> [WHAT YOU SHOULD DO]: Repeat every line below exactly, word for word.

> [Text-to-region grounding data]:

--------

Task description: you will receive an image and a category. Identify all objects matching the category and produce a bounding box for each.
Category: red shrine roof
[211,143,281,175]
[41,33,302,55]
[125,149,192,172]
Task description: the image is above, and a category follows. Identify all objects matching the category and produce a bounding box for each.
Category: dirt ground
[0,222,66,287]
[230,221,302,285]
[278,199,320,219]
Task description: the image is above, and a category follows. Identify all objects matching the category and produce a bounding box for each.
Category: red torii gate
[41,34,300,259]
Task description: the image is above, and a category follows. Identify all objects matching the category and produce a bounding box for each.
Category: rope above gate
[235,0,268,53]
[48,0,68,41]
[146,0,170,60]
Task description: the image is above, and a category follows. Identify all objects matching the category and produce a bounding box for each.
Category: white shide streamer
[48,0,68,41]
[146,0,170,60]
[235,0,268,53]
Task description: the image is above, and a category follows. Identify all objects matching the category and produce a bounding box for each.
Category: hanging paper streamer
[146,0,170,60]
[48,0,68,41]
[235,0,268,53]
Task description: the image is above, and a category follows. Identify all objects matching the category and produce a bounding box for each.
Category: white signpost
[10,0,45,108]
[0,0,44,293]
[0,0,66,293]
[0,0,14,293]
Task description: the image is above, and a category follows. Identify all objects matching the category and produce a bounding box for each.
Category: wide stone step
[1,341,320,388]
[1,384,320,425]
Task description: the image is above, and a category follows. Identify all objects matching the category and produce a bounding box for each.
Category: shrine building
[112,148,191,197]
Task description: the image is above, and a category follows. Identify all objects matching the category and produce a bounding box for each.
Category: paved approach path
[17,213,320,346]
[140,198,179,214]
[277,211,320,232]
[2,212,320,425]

--------

> [REPLY]:
Task description: you will receive an image and a category. Identify all objects matching the category and produce a bounding box for each.
Category: red shrine roof
[211,143,281,175]
[41,33,302,55]
[125,149,192,172]
Task description: the image is above, and a category follows. Identify all objects matching the category and produce a bounding box for each.
Category: dirt ground
[0,222,66,287]
[230,221,302,285]
[278,199,320,219]
Task description: the image is above, and a category follows. Identify all objects matching the category and produce a bounding box for each.
Category: red torii gate
[41,34,300,259]
Task description: the image is above, and a category follows. Identify all objects matching the category and produce a bounding box for each.
Category: rope above gate
[235,0,268,53]
[48,0,68,41]
[146,0,170,60]
Task description: the image is above, and a category follows. Identify all objects matching the category and produce a bounding box for each.
Category: white shide streamer
[48,0,68,41]
[146,0,170,60]
[235,0,268,53]
Task description: the image is above, and a category follows. Identify all objects matching the category and produce a bounding box for each.
Category: hanging paper streamer
[146,0,170,60]
[48,0,68,41]
[235,0,268,53]
Task description: the image is above, and a category follows. Identify all objects matching the category and produce a bounding box for each.
Category: white signpost
[10,0,45,108]
[0,0,44,293]
[0,0,66,293]
[0,0,14,293]
Task description: the image is above, and a category follows. Identify all objects matching the category and produce a bounding box for each.
Category: wide stone step
[1,341,320,388]
[1,384,320,425]
Task description: the image is above, and a category follows. Identify all objects matching the category and produce a bounding box for each.
Category: shrine building
[112,148,191,197]
Task description: the image is above, and a category follows. Identify all objects matching the category and produce a bounding box for each.
Category: paved approach path
[17,213,320,346]
[140,198,179,214]
[277,211,320,232]
[2,212,320,425]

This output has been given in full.